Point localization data
_ _ _ _ _
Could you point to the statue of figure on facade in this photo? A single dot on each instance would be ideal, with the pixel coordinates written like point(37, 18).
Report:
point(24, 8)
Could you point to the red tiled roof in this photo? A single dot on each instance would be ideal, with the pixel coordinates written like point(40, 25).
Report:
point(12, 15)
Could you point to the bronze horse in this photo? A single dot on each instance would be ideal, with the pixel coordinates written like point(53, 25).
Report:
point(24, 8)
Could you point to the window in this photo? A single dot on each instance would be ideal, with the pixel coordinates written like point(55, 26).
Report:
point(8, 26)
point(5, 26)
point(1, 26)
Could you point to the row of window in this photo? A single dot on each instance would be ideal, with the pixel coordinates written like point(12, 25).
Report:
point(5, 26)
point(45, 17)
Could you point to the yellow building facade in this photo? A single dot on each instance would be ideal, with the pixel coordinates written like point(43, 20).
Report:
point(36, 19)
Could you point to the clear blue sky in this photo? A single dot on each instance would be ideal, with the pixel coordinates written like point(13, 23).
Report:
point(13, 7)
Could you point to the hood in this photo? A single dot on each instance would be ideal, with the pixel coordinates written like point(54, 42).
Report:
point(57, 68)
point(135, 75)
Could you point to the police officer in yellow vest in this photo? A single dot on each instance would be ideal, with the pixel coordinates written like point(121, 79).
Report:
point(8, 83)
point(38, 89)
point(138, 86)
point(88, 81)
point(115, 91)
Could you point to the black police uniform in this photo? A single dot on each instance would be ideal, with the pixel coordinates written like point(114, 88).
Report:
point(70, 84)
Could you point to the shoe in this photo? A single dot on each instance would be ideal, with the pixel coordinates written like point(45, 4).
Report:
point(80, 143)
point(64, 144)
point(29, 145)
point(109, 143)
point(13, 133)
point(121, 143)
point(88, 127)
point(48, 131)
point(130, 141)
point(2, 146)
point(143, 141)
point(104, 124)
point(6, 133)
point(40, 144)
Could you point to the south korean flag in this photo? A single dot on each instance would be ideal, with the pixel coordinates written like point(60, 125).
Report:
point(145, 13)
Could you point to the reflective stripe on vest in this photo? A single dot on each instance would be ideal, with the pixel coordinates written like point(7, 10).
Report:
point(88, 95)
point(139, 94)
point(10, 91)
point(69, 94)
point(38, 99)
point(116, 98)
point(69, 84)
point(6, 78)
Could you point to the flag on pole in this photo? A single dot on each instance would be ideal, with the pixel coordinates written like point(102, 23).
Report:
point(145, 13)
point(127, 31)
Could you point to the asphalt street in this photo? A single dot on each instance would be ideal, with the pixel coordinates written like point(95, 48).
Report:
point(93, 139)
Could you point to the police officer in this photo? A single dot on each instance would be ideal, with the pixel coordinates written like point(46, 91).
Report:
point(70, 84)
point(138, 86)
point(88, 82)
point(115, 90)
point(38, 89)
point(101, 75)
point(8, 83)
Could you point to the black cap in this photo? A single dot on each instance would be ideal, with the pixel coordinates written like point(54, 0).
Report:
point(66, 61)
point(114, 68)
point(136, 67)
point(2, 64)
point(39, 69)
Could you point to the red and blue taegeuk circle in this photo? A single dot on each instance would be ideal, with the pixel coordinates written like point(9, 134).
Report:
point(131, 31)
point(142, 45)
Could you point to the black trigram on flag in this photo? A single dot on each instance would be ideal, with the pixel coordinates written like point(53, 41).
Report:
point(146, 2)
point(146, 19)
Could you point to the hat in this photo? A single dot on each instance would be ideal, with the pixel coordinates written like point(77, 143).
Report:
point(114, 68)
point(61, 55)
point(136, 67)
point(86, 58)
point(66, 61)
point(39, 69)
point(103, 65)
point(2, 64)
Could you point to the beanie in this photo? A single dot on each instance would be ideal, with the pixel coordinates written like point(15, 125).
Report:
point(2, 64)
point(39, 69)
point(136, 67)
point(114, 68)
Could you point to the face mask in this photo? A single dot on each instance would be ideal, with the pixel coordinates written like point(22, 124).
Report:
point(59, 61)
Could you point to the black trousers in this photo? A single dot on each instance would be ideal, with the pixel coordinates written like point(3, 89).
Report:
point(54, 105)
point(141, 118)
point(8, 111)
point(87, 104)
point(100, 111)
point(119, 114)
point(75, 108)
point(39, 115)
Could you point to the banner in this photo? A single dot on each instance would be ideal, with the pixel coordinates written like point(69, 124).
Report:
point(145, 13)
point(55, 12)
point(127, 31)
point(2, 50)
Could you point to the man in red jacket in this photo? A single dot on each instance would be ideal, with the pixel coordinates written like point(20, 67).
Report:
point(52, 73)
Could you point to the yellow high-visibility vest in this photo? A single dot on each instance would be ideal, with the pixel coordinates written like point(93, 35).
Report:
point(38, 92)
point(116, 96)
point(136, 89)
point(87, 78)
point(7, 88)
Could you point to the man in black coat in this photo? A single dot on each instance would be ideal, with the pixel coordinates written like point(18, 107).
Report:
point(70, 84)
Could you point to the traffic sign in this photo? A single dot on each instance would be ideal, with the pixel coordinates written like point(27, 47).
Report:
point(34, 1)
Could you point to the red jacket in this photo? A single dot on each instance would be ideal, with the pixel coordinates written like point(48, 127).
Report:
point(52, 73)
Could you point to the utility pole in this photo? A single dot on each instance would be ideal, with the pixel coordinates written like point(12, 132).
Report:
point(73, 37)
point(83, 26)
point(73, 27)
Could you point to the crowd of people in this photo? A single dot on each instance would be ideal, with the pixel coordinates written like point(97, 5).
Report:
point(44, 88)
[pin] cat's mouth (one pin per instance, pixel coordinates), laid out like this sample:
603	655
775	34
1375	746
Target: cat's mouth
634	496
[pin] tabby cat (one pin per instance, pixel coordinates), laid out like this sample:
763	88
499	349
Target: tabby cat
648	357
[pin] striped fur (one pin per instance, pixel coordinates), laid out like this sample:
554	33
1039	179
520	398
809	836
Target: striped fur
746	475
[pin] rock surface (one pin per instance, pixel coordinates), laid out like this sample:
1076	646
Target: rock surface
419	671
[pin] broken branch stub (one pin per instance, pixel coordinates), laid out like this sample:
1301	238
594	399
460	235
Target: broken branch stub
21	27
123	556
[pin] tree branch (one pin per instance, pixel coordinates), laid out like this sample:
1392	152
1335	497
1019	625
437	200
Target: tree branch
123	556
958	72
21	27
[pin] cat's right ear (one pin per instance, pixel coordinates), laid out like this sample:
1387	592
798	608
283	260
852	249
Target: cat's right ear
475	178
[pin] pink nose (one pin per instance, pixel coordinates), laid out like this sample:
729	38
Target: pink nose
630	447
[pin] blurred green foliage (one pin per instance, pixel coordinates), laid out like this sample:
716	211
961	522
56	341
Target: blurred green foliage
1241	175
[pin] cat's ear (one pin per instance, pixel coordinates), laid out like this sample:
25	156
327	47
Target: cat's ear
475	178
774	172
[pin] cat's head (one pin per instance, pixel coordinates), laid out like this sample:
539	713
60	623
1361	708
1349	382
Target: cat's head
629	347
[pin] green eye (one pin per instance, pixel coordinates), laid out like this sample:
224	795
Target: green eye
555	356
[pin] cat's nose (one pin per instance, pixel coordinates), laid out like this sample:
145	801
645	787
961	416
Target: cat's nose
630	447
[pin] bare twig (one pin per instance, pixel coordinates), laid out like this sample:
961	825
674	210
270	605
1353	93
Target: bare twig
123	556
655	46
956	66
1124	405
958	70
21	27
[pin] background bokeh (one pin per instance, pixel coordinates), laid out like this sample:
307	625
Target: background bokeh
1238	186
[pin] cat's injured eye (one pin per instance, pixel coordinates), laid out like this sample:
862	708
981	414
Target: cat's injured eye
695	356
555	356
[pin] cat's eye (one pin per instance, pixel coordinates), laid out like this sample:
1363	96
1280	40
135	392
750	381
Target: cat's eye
_ _ _ _ _
**WHAT TO WORK ON:**
All lines above with the word "window" need to be reported.

**SOLVED PROBLEM:**
Could you point to the window in this photo? A single dot on each instance would be ideal, with the pixel coordinates written like point(55, 26).
Could you point to the row of window in this photo? A single dot on each instance would be ideal, with the pixel coordinates written like point(12, 25).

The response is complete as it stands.